* WORK ITEM *
Could you turn the data below into a numbered list with one line per item, skipping blank lines and leaving out the pictures?

━━━━━ INPUT FOR THIS TASK ━━━━━

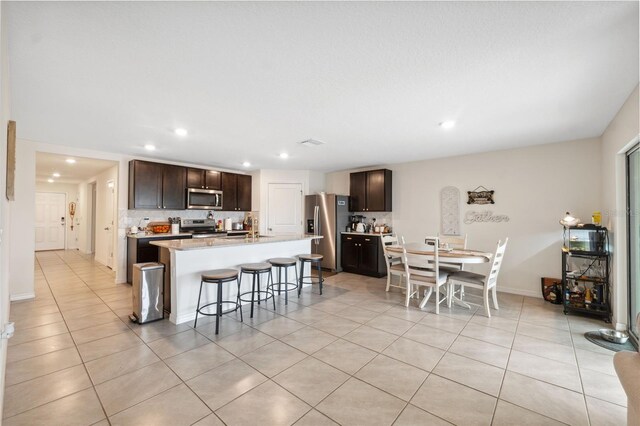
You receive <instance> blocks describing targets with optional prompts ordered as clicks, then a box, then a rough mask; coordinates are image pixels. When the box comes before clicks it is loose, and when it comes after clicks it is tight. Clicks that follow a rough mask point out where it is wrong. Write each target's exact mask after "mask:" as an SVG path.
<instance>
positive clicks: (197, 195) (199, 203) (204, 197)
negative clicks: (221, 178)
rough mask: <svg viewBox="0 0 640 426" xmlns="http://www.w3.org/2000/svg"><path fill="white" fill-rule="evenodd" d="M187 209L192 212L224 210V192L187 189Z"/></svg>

━━━━━

* COMPLETED TASK *
1. You receive <instance> blocks describing targets with optional prompts ordered as clicks, then a box, then a rough mask; coordinates are image pixels. When the box comes before clicks it is loose, and when it comes after clicks it is tight. Clicks that follow a rough mask point out where it is wrong. Write each target's exact mask after "mask:" as an SVG path.
2. <instance>
3. positive clicks: (197, 195) (199, 203) (204, 197)
4. negative clicks: (221, 178)
5. rough mask: <svg viewBox="0 0 640 426" xmlns="http://www.w3.org/2000/svg"><path fill="white" fill-rule="evenodd" d="M187 209L192 212L224 210V192L187 189Z"/></svg>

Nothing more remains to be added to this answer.